MapReduce编程模型

一、MapReduce编程模型简介

二、什么是MapReduce

MapReduce可以用除Java以外的其他语言来实现

三、MapReduce的优缺点

四、MapReduce程序设计方法

由图可知：
输入文本（可以不只一个），按行提取文本文档的单词，形成行<k1，v1>键值对（具体形式很多，例如<行数，字符偏移>）；
通过Spliting将<k1，v1>细化为单词键值对<k2，v2>，Map分发到各个节点，同时将<k2，v2>归结为list（<k2，v2>）；
在进行计算统计前，先用Shuffing将相同主键k2归结在一起形成<k2， list（v2）>；
Reduce阶段直接对<k2， list（v2）> 进行合计得到list（<k3，v3>）并将结果返回主节点。

五、WordCount编程实例

测试说明
以下是测试样例：

测试输入样例数据集：文本文档test1.txt, test2.txt。

文档test1.txt中的内容为：

tale as old as time  
true as it can be  
beauty and the beast

文档test2.txt中的内容为：

ever just the same  
ever as before  
beauty and the beast

词频统计代码:

import java.io.IOException;
import java.util.StringTokenizer;
import org.apache.hadoop.conf.Configuration;
import org.apache.hadoop.fs.Path;
import org.apache.hadoop.io.IntWritable;
import org.apache.hadoop.io.Text;
import org.apache.hadoop.mapreduce.Job;
import org.apache.hadoop.mapreduce.Mapper;
import org.apache.hadoop.mapreduce.Reducer;
import org.apache.hadoop.mapreduce.lib.input.FileInputFormat;
import org.apache.hadoop.mapreduce.lib.output.FileOutputFormat;
import org.apache.hadoop.util.GenericOptionsParser;
 
public class WordCount {
	/*
 	* MapReduceBase类:实现Mapper和Reducer接口的基类    
 	* Mapper接口： 
 	* WritableComparable接口：实现WritableComparable的类可以相互比较。所有被用作key的类要实现此接口。

数据条目:

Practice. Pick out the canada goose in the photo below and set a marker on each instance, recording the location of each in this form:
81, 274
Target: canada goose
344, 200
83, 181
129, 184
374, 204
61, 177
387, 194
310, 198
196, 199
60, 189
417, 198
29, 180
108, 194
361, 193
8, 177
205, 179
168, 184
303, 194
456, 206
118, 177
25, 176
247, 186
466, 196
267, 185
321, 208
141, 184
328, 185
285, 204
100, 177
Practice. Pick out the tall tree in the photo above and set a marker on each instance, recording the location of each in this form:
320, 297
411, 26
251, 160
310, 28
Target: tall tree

操作说明:
(a) 能否把原文中从含有“MapReduce可以用除Java以外的其他语言来实现”的词句开始、到“Reduce阶段直接对<k2， list（v2）> 进行合计得到list（<k3，v3>）并将结果返回主节点。”为止的那一段一字不改地抄录下来？
(b) 依据原文回答下列问题，每题单独一行：
(i) 测试输入样例数据集由哪两个文本文档组成？
(ii) Reduce阶段得到list（<k3，v3>）后，把结果返回到哪里？
(iii) 按代码注释，所有被用作key的类要实现哪个接口？

结果:
(a)
MapReduce可以用除Java以外的其他语言来实现

三、MapReduce的优缺点

四、MapReduce程序设计方法

由图可知：
输入文本（可以不只一个），按行提取文本文档的单词，形成行<k1，v1>键值对（具体形式很多，例如<行数，字符偏移>）；
通过Spliting将<k1，v1>细化为单词键值对<k2，v2>，Map分发到各个节点，同时将<k2，v2>归结为list（<k2，v2>）；
在进行计算统计前，先用Shuffing将相同主键k2归结在一起形成<k2， list（v2）>；
Reduce阶段直接对<k2， list（v2）> 进行合计得到list（<k3，v3>）并将结果返回主节点。

(b)
(i) test1.txt和test2.txt。
(ii) 主节点。
(iii) WritableComparable接口。